**WORK ITEM**
Could you copy every entry exactly, with nothing changed?

**Point localization data**
########################################

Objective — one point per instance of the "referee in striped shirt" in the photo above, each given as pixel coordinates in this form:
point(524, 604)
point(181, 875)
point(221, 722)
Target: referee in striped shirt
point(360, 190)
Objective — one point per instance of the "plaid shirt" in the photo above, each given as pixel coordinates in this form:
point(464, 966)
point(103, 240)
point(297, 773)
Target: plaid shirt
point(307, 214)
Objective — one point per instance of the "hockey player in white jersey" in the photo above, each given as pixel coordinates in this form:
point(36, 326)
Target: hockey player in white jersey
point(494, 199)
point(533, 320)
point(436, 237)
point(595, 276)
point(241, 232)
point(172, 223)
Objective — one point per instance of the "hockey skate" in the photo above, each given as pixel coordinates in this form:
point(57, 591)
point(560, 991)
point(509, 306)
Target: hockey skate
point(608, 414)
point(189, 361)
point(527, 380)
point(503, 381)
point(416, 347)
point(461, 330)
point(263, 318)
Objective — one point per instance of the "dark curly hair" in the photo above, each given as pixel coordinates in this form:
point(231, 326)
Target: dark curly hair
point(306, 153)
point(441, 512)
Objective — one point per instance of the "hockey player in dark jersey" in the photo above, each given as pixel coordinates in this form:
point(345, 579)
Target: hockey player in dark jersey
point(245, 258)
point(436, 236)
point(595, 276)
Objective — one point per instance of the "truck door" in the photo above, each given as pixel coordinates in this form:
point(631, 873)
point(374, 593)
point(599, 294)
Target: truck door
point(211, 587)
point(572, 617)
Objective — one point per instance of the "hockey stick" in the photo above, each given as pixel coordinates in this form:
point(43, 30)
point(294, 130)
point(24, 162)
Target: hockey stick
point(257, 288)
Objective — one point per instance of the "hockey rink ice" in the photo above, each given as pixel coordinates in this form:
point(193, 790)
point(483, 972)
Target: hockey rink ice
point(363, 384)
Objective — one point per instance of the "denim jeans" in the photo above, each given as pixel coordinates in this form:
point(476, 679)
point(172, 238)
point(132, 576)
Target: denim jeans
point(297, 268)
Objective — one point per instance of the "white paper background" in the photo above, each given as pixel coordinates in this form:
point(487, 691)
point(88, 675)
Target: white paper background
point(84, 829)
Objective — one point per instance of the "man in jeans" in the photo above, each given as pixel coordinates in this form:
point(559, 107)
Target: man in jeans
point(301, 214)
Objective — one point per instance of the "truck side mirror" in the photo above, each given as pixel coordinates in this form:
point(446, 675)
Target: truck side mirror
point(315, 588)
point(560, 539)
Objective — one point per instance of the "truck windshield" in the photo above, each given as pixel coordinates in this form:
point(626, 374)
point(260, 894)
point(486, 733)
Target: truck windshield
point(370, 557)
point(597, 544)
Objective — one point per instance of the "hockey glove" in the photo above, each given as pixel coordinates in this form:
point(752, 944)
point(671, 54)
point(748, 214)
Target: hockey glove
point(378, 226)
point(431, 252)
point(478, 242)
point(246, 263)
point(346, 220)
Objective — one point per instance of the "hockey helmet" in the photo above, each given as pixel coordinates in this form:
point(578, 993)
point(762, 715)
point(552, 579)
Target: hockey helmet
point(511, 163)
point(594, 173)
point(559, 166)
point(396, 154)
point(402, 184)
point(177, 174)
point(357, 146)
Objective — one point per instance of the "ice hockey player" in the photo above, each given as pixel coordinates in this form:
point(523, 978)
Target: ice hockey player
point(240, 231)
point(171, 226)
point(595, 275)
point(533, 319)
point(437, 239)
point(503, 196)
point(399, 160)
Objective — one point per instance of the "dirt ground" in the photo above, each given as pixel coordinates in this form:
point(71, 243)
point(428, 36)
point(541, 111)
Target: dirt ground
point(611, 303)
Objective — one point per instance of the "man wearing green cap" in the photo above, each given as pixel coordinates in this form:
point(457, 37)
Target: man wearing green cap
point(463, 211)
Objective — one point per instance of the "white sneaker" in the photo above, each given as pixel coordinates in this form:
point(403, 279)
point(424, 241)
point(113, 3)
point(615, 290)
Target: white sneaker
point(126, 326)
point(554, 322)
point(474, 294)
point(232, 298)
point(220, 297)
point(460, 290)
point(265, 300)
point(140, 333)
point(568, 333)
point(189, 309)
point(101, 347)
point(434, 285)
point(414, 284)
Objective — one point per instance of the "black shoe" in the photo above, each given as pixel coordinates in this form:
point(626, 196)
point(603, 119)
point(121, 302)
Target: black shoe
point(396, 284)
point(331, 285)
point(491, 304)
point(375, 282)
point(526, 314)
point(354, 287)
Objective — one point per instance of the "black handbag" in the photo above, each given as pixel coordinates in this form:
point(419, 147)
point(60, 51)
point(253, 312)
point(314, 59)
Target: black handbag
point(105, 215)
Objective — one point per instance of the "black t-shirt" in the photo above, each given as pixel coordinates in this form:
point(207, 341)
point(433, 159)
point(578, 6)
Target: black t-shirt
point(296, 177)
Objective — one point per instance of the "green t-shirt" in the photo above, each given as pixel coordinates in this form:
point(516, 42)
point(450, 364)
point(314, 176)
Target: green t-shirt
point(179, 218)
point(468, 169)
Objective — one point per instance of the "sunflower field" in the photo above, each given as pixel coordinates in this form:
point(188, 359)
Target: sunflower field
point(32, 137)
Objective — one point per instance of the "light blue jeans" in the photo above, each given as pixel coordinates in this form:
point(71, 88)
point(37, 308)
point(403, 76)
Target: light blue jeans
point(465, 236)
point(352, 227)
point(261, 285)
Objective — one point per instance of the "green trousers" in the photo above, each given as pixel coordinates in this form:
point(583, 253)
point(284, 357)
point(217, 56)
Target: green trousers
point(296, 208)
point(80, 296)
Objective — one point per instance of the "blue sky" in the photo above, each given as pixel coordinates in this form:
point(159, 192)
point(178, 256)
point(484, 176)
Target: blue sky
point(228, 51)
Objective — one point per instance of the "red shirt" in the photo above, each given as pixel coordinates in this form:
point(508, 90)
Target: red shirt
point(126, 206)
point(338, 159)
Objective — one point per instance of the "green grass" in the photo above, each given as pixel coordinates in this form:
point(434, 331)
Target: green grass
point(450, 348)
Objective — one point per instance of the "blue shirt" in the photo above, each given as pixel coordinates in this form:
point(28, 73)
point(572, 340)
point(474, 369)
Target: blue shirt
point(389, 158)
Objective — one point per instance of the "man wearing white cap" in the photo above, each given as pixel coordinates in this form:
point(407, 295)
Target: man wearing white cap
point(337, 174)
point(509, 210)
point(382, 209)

########################################

**EXERCISE RESULT**
Objective — one point per instance of the "referee in striped shirt" in the photo above, each given as pixel coordinates in this form:
point(524, 604)
point(181, 875)
point(221, 722)
Target: referee in striped shirt
point(360, 190)
Objective — one point per instance of the "plaid shirt" in the photo above, each given as pixel coordinates in this form:
point(464, 966)
point(103, 240)
point(297, 773)
Target: plaid shirt
point(307, 214)
Objective — one point per instance of the "hockey player in white jersey" in the photo above, each given as pixel coordinates in this form:
point(36, 326)
Target: hockey player in white jersey
point(494, 199)
point(533, 320)
point(436, 237)
point(595, 276)
point(241, 232)
point(172, 223)
Objective — one point per instance of the "hockey skate" in the photo above, each given as pixel coordinates in this form:
point(57, 591)
point(560, 991)
point(509, 306)
Target: hockey skate
point(608, 414)
point(189, 361)
point(527, 380)
point(503, 381)
point(416, 347)
point(461, 330)
point(263, 318)
Objective — one point per instance of the "dark curly hair" in the photo above, each given as pixel coordinates in this form:
point(231, 326)
Target: dark curly hair
point(306, 153)
point(441, 512)
Objective — one point per instance of the "hockey player in dark jersey" in the photo above, each given as pixel coordinates in this form:
point(345, 579)
Target: hockey player in dark jersey
point(245, 258)
point(436, 236)
point(595, 276)
Objective — one point per instance of the "truck door" in the photo above, each given as pixel coordinates in this form:
point(631, 873)
point(374, 593)
point(599, 294)
Target: truck door
point(211, 587)
point(572, 617)
Objective — one point per instance of the "hockey stick" in the photo above, each given as pixel coordinates in this form:
point(43, 30)
point(294, 130)
point(24, 162)
Target: hockey stick
point(257, 288)
Objective — one point per instance of the "hockey rink ice" in the photo above, each given as pixel coordinates in this form:
point(193, 790)
point(483, 972)
Target: hockey rink ice
point(363, 384)
Objective — one point per instance of the "denim jeans" in the photo above, each given as pixel coordinates in this form:
point(476, 679)
point(172, 238)
point(132, 576)
Target: denim jeans
point(297, 268)
Objective — one point per instance of the "white paper background" in the photo above, each given as pixel coordinates in this form:
point(487, 691)
point(88, 675)
Target: white paper background
point(84, 829)
Objective — one point per instance of the "man in jeans" in the photo above, each given as pixel coordinates in this form:
point(559, 107)
Target: man in jeans
point(301, 214)
Objective — one point per instance of the "truck side mirror" in the photo above, each given as pixel coordinates in this form:
point(446, 675)
Target: truck side mirror
point(315, 588)
point(560, 539)
Objective — one point per instance of the "truck windshield" in the photo above, each given as pixel coordinates in this form:
point(626, 374)
point(260, 894)
point(486, 733)
Target: truck windshield
point(370, 557)
point(597, 544)
Objective — one point per instance of the "hockey glove" in the photo above, each given as pixel coordinates in this form:
point(752, 944)
point(671, 54)
point(748, 214)
Target: hockey glove
point(378, 226)
point(431, 252)
point(478, 242)
point(246, 263)
point(346, 220)
Objective — one point per instance of the "hockey helmet" in the photo above, each given as pixel coordinates in this form:
point(578, 993)
point(762, 715)
point(552, 579)
Target: hockey helmet
point(511, 163)
point(594, 173)
point(559, 166)
point(396, 154)
point(402, 184)
point(177, 174)
point(357, 146)
Objective — one point per instance of the "ice hockey player" in the photo above, each given as pixel coordinates in this form:
point(523, 978)
Target: ice hockey player
point(240, 231)
point(171, 226)
point(595, 275)
point(533, 319)
point(437, 239)
point(503, 196)
point(399, 160)
Objective — one point per instance of the "dirt ground" in the photo above, each given as pixel coordinates in this form:
point(71, 243)
point(428, 36)
point(541, 111)
Target: dirt ground
point(611, 303)
Objective — one point per instance of the "man wearing green cap" in the photo above, each given as pixel coordinates in this form:
point(457, 37)
Target: man wearing green cap
point(463, 211)
Objective — one point per instance of the "white sneaker" in the photo above, each given as pixel coordinates in this form:
point(403, 279)
point(424, 241)
point(113, 3)
point(615, 290)
Target: white sneaker
point(126, 326)
point(554, 322)
point(474, 294)
point(232, 298)
point(220, 297)
point(460, 290)
point(265, 300)
point(140, 333)
point(568, 333)
point(189, 309)
point(101, 347)
point(434, 285)
point(414, 284)
Objective — one point per instance of the "black shoe" in the photo above, each given as pixel coordinates in this form:
point(626, 196)
point(603, 119)
point(121, 302)
Target: black shoe
point(396, 284)
point(331, 285)
point(491, 304)
point(375, 282)
point(526, 314)
point(354, 287)
Objective — one point per instance of the "black handbag" in the photo above, each given as pixel coordinates in this form:
point(419, 147)
point(60, 51)
point(253, 312)
point(314, 59)
Target: black handbag
point(105, 215)
Objective — one point per instance of the "black t-shirt" in the photo above, each given as pixel coordinates in this form:
point(207, 341)
point(433, 159)
point(578, 6)
Target: black t-shirt
point(296, 177)
Objective — one point per instance of the "green t-shirt" in the photo above, each given as pixel coordinates in this form:
point(516, 42)
point(450, 364)
point(314, 176)
Target: green t-shirt
point(179, 218)
point(468, 169)
Objective — one point per instance of the "sunflower field" in the photo above, each given as pixel coordinates in this form:
point(188, 359)
Target: sunflower field
point(32, 137)
Objective — one point per instance of the "light blue jeans" in the photo above, each given as pixel coordinates in this form:
point(71, 88)
point(37, 308)
point(403, 76)
Target: light blue jeans
point(465, 236)
point(352, 227)
point(261, 285)
Objective — one point per instance of the "green trousers" in the photo above, each given as pixel coordinates in this form:
point(583, 253)
point(284, 357)
point(217, 56)
Target: green trousers
point(296, 208)
point(80, 296)
Objective — one point per instance of the "blue sky" in the photo above, each given as pixel coordinates in this form:
point(159, 192)
point(178, 256)
point(484, 176)
Target: blue sky
point(228, 51)
Objective — one point per instance of the "red shirt" in the photo above, each given as pixel coordinates in this form:
point(508, 90)
Target: red shirt
point(126, 206)
point(338, 159)
Objective — one point per instance of the "green grass" in the photo above, each given as pixel coordinates in this form:
point(434, 331)
Target: green grass
point(450, 348)
Objective — one point per instance of the "blue shirt" in the photo above, each given as pixel coordinates in this form:
point(28, 73)
point(572, 340)
point(474, 369)
Target: blue shirt
point(389, 158)
Objective — one point per instance of the "man wearing white cap" in the photo above, each given as pixel coordinates in this form:
point(407, 295)
Target: man wearing white cap
point(337, 174)
point(509, 210)
point(382, 209)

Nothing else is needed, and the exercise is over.